• [Source passage]:

This feature would be handy when one needs different business models in a
strictly ordered fashion. At the same time, these business models have
their own evolution paths too. As an example, an event sourcing system
could have events like customerCreated, customerAddressChanged,
customerInvoicePaid events etc required in order.

The ideas presented above are picked from here
<https://martin.kleppmann.com/2018/01/18/event-types-in-kafka-topic.html>.

Regards,
Shivji Kumar Jha
http://www.shivjijha.com/
+91 8884075512


On Wed, Apr 15, 2020 at 2:27 AM Sijie Guo <gu...@gmail.com> wrote:

> Hi Raman,
>
> The schema compatibility strategies were already there prior to PIP-43.
>
> PIP-44 enhances the schema compatibility strategy support.
>
> Both of the changes are already landed in 2.5.0 release.
>
> Did you see any issues when you tryout this feature?
>
> - Sijie
>
> On Tue, Apr 14, 2020 at 8:35 AM rocketraman@gmail.com <
> rocketraman@gmail.com>
> wrote:
>
> > Now that PIP-43 is released in 2.5.0, I wanted to follow up on the
> > messages below.
> >
> > What is remaining to be done in Pulsar to support having multiple
> > different types on one topic in Pulsar? Yi indicates below that PIP-43
> sets
> > the stage for this, but that the schema compatibility implementation
> still
> > would need some work.
> >
> > Would this require another PIP, or just an issue to track the work?
> >
> > Regards,
> > Raman
> >
> > On 2019/09/16 01:32:39, Yi Tang <ss...@gmail.com> wrote:
> > > Hi rarma,
> > >
> > > It's a great and important feature, I think. This PIP requires the
> > > compatibility check from bottom registry only and doesn't touch the
> > > implementation detail. I think we should address this feature in the
> > > future, and this PIP provides the essential ability to implement it.
> > >
> > > Thanks,
> > > Yi
> > >
> > > rocketraman@gmail.com <ro...@gmail.com> 于 2019年9月15日周日 22:36写道:
> > >
> > > > I see a mention of compatibility in the PIP but with no details.  The
> > docs
> > > > about schema compatibility state this:
> > > >
> > > > > Consequently, those events need to go in the same Pulsar partition
> to
> > > > maintain order. This application can use ALWAYS_COMPATIBLE to allow
> > > > different kinds of events co-exist in the same topic.

• [Short task 1]: Repeat word for word the part of the Pulsar mailing-list thread from "This feature would" up to and including "required in order.".
• [Short task 2]: Translate this sentence from the Pulsar mailing-list thread into Spanish: "The schema compatibility strategies were already there prior to PIP-43."
• [Short task 3]: Go on with the Pulsar mailing-list thread, starting after its final sentence.
Nothing in the material is needed here.

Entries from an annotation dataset
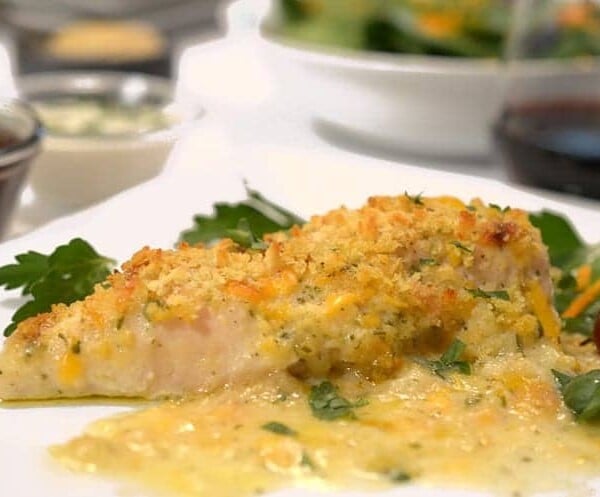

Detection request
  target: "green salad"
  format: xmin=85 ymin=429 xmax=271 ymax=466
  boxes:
xmin=277 ymin=0 xmax=600 ymax=57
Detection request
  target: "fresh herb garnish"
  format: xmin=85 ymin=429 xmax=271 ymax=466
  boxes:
xmin=261 ymin=421 xmax=298 ymax=437
xmin=415 ymin=339 xmax=471 ymax=379
xmin=225 ymin=217 xmax=267 ymax=250
xmin=180 ymin=190 xmax=304 ymax=248
xmin=0 ymin=238 xmax=115 ymax=336
xmin=308 ymin=381 xmax=368 ymax=421
xmin=529 ymin=211 xmax=600 ymax=336
xmin=529 ymin=211 xmax=585 ymax=269
xmin=552 ymin=369 xmax=600 ymax=421
xmin=466 ymin=288 xmax=510 ymax=300
xmin=451 ymin=241 xmax=473 ymax=254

• [Right answer 1]:
This feature would be handy when one needs different business models in a
strictly ordered fashion. At the same time, these business models have
their own evolution paths too. As an example, an event sourcing system
could have events like customerCreated, customerAddressChanged,
customerInvoicePaid events etc required in order.

• [Right answer 2]: Las estrategias de compatibilidad de esquemas ya existían antes de PIP-43.

• [Right answer 3]:
> > > >
> > > > With this PIP, this limitation can be relaxed, and schema
> compatibility
> > > > should be able to be strengthened, since each type of message on a
> > topic
> > > > can have its own schema, and compatibility can then be checked
> against
> > only
> > > > other schemas for the same type. Kafka does this via the concept of
> > > > "subjects" in the schema registry, and subjects default to just the
> > topic
> > > > name (plus a "-key" or "-value" suffix since keys and values can both
> > have
> > > > their own schemas), but can also include (via an injectable strategy)
> > the
> > > > message type. Compatibility is managed at the subject level.
> > > >
> > > > Is this something that should be addressed in this PIP, or in future
> > > > follow-on work? This is critical to supporting ordering across
> > different
> > > > message types, with schema compatibility verification by Pulsar.
> > > >
> > > > Regards,
> > > > Raman
> > > >
> > > >
> > > >
> > > > On 2019/09/03 05:12:32, 唐谊 <ss...@gmail.com> wrote:
> > > > > Hi all;
> > > > >
> > > > > I am drafting a proposal to support the producer to send messages
> > with
> > > > > different schema.
> > > > >
> > > > > ## Motivation
> > > > > For now, Pulsar producer can only produce messages of one type of
> > schema
> > > > > which is determined by user when it is created, or by fecthing the
> > latest
> > > > > version of schema from registry if AUTO_PRODUCE_BYTES type is
> > specified.
> > > > > Schema, however, can be updated by external system after producer
> > > > started,
> > > > > which would lead to inconsistency between messsage payload and
> schema
> > > > > version metadata. Also some senarios like replicating from kafka
> > require
> > > > a
> > > > > single producer for replicating messages of different schemas from
> > one
> > > > > Kafka partition to one Pulsar partition to guarantee the order and
> no
> > > > > duplicates.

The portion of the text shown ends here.